[What to do]
Copy the records exactly. Include every line.

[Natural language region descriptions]
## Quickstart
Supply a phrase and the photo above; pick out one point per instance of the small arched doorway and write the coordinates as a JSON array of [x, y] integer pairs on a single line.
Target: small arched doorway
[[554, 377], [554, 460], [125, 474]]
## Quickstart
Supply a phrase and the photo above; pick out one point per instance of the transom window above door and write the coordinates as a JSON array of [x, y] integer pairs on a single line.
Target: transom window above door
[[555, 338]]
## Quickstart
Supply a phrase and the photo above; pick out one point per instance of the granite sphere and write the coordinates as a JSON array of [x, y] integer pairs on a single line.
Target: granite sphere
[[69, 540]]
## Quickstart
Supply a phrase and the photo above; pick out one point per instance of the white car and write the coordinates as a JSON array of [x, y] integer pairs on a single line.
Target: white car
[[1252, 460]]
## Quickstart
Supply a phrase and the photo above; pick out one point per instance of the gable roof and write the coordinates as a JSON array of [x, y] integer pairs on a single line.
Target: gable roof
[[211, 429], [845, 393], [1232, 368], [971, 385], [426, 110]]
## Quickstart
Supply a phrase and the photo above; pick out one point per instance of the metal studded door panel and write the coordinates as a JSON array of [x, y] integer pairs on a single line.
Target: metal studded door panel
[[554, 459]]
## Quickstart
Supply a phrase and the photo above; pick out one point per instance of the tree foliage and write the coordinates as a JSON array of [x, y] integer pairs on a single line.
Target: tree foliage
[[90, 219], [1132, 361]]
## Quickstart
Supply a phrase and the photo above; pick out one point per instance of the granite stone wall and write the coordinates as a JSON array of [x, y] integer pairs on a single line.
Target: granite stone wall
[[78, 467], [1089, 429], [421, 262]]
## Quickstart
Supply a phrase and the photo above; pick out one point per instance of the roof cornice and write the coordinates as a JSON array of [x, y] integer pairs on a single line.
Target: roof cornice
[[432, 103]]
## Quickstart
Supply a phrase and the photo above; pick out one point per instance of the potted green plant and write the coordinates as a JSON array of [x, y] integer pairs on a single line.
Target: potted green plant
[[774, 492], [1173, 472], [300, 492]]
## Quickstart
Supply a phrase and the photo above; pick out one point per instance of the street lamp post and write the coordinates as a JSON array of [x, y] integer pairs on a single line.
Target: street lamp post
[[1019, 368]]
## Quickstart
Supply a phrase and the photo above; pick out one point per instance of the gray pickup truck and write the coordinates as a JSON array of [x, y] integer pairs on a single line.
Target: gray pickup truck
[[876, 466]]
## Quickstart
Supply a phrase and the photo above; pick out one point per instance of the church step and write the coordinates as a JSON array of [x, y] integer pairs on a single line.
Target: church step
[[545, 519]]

[Answer for this exercise]
## Quickstart
Supply a phrase and the photo above; pick out one point per instance of the small arched doorway and write the coordinates as a JSON array of [x, y] integer pairs on a single line.
Target: small arched doorway
[[554, 377], [554, 460], [125, 474]]
## Quickstart
Supply a phrase and the photo above; pick out one point per instance of the transom window above door and write the coordinates as a JSON array of [x, y] integer pairs on a single line.
Target: transom window above door
[[555, 338]]
## Quickstart
Supply a phrase and the photo above; pick out one point per instance of the granite sphere and write the coordinates as a JSON array of [x, y] integer pairs on a single line.
Target: granite sphere
[[69, 540]]
## Quickstart
Supply a phrase and the photo above; pick out one point per instance of the white car and write the coordinates as a JSON array of [x, y] integer pairs on a single line.
Target: white car
[[1252, 460]]
## Quickstart
Supply a phrase and the photo above; pick out one point per instance of the gable roof and write the coordinates as a JSON array of [x, y] integer pairs on a single line.
Target: gable roof
[[211, 429], [845, 393], [1232, 368], [971, 385], [426, 110]]
## Quickstart
Supply a phrase and the photo above; pick out one point per instance of the metal studded door panel and write the coordinates as a JSON array of [x, y] integer pairs on a single line.
Target: metal studded door panel
[[554, 459]]
## Quickstart
Supply a phrase and the photo above; pick out one point per instance of the tree foliage and write the coordinates as a JSON array of [x, y] integer pairs on a single line.
Target: tree foliage
[[90, 219], [1132, 361]]
## Quickstart
Supply a phrase and the photo above; pick out one point per instance of the granite stone wall and write the coordinates as a JSON array of [x, y] integer pairs on a single line.
Target: granite stone wall
[[78, 467], [1089, 429], [421, 262]]
## Quickstart
Supply a phrase and the photo above; pick out one point per instance of the roof cornice and write the coordinates as a JSON array of [x, y] integer pairs on a single line.
Target: roof cornice
[[432, 103]]
## Quickstart
Supply a phrase and the photo above; pick out one point per instance of the potted green plant and write the coordinates as a JSON array of [x, y] integer pairs on a single line.
Target: potted green plant
[[774, 492], [1173, 472], [300, 492]]
## Quickstart
Supply a phrase and the photo above; pick out one point per instance of the street lamp post and write the coordinates as a JSON array of [x, y] integer pairs on a single line.
Target: street lamp post
[[1019, 368]]
## Quickstart
Supply a phrase and the photo above; pick out one point per instance of the gray pickup truck and write the coordinates as a JSON array of [x, y] integer pairs on a single line.
Target: gray pickup truck
[[876, 466]]
## Quickstart
Supply a phrase and the photo above; pick out one point per instance of the church step and write the coordinates as a JSON array of [x, y] integer pairs on a single line.
Target: church step
[[545, 519]]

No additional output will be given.